START DOCUMENT EXCERPT

The deal was abandoned after the company decided to seek permission from Dublin City Council to add a further floor to the planned apartment block. It then sold the site, which it bought in 2021 and valued at about €2 million, for an unknown price to an unconnected Irish builder in October of last year.

One of the former directors of the company has said he became involved in the venture after meeting Lynn and his wife, Bríd Murphy, at a party 3½ years ago, and being introduced, via an intermediary, to a businessman in London who said he wanted to invest in Irish property.

The Garda National Economic Crime Bureau (GNECB) is investigating whether Lynn, who has been jailed for 5½ years for stealing about €18 million from six financial institutions during the property boom, is using Irish companies and property deals to launder money he stole from Irish banks.


As part of the investigation, the GNECB has raided five premises, frozen bank accounts containing more than €2 million, and is examining Irish companies with apparent links to Lynn.

While Lynn is believed to have spent much of the money he stole from Irish lenders during the boom on property deals in Portugal, Bulgaria and Hungary, gardaí are exploring whether he managed to keep some of the money and is now trying to launder it through the Irish property market.

After fleeing Ireland for Europe in the late 2000s, Lynn moved on to Brazil where he spent 4½ years in jail while unsuccessfully contesting his extradition back to Ireland.

He was extradited in late 2018, faced a trial in 2022 that resulted in a hung jury, but was convicted in December 2023 following a second trial.

On Monday, the 55-year-old, who received free legal aid during both trials, was given a sentence of 5½ years, after Judge Martin Nolan gave Lynn credit for the time he spent in jail in Brazil.

Following the sentence, barrister Joe Mulrean, for the prosecution, said there may be a later application for a seizure of assets order and that the assets being investigated included property and money in bank accounts.

In January, armed gardaí carried out dawn raids on the Co Wicklow house where Lynn’s wife and family are living as well as on the Stillorgan home of Bulgarian businessman Yavor Poptoshev (48).

In an affidavit filed in the High Court as part of a claim for damages arising from the raid, Poptoshev said the search was conducted as part of a Garda inquiry into possible money laundering, deception and social welfare fraud by Lynn.

He said he was a friend of Lynn’s, had known him for 14 or 15 years, had worked with him on projects in Portugal, Hungary and Slovakia, and had assisted Lynn with large volumes of legal documentation during Lynn’s criminal trial.

Poptoshev is a director of eight Irish companies set up between 2019-2023, including one, Ribblesway, that bought the house in Brittas, Co Wicklow, where Lynn’s family are living. The detached house was bought in December 2021 for €460,000.

There is no mortgage registered against the Brittas property with Tailte Éireann, formerly the Land Registry, or in Ribblesway’s filings in the Companies Registration Office. The property appears to be the only property owned by Ribblesway.

Among the other companies Poptoshev is a director of are Resi Quantum Solutions Ltd, incorporated in April 2020, with an address on Adelaide Road, Dublin, and Salaport Ltd, incorporated in August 2021, with an address on Camden Street, Dublin.

END DOCUMENT EXCERPT

**PROBLEMS TO WORK ON:**
1. In the article on the Garda investigation, how much money was Lynn jailed for stealing, and from how many financial institutions?
2. Print the part of the article on the Garda investigation starting with "Poptoshev is a director of eight" and going on through "Camden Street, Dublin.".

START ENTRIES

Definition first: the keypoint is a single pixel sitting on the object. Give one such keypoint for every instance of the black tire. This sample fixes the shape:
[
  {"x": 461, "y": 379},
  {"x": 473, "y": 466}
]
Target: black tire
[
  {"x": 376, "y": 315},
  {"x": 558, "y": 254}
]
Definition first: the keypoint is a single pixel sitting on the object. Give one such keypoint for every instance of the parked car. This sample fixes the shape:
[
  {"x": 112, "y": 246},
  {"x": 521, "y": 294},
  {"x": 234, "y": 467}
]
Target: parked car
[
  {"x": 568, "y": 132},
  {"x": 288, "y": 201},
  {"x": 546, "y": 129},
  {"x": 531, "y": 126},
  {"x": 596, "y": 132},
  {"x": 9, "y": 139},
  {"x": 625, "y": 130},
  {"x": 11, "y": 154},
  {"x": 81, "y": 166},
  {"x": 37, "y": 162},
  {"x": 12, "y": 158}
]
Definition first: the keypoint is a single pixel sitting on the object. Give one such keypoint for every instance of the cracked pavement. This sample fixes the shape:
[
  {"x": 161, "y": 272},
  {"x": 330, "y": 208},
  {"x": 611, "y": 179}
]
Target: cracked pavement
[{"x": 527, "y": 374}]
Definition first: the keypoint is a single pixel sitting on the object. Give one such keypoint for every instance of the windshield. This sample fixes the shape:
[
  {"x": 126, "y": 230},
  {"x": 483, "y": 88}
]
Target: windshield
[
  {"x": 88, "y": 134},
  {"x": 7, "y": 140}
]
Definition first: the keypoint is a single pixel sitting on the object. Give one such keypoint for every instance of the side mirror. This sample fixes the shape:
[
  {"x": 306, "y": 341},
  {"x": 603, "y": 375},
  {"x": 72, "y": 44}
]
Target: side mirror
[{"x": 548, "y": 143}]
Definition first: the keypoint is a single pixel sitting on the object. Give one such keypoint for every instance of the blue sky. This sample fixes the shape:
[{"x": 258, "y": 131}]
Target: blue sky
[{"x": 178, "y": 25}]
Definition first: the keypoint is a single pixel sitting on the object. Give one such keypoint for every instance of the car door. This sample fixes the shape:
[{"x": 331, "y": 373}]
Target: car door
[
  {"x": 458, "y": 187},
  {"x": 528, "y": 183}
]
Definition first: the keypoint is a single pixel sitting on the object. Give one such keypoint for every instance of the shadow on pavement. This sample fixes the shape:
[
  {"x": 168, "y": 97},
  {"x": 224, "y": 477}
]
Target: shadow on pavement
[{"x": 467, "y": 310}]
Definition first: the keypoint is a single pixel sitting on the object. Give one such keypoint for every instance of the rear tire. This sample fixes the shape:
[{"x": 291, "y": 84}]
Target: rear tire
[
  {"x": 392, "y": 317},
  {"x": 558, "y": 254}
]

END ENTRIES

**RESPONSES PER TASK:**
1. About €18 million, from six financial institutions.

2.
Poptoshev is a director of eight Irish companies set up between 2019-2023, including one, Ribblesway, that bought the house in Brittas, Co Wicklow, where Lynn’s family are living. The detached house was bought in December 2021 for €460,000.

There is no mortgage registered against the Brittas property with Tailte Éireann, formerly the Land Registry, or in Ribblesway’s filings in the Companies Registration Office. The property appears to be the only property owned by Ribblesway.

Among the other companies Poptoshev is a director of are Resi Quantum Solutions Ltd, incorporated in April 2020, with an address on Adelaide Road, Dublin, and Salaport Ltd, incorporated in August 2021, with an address on Camden Street, Dublin.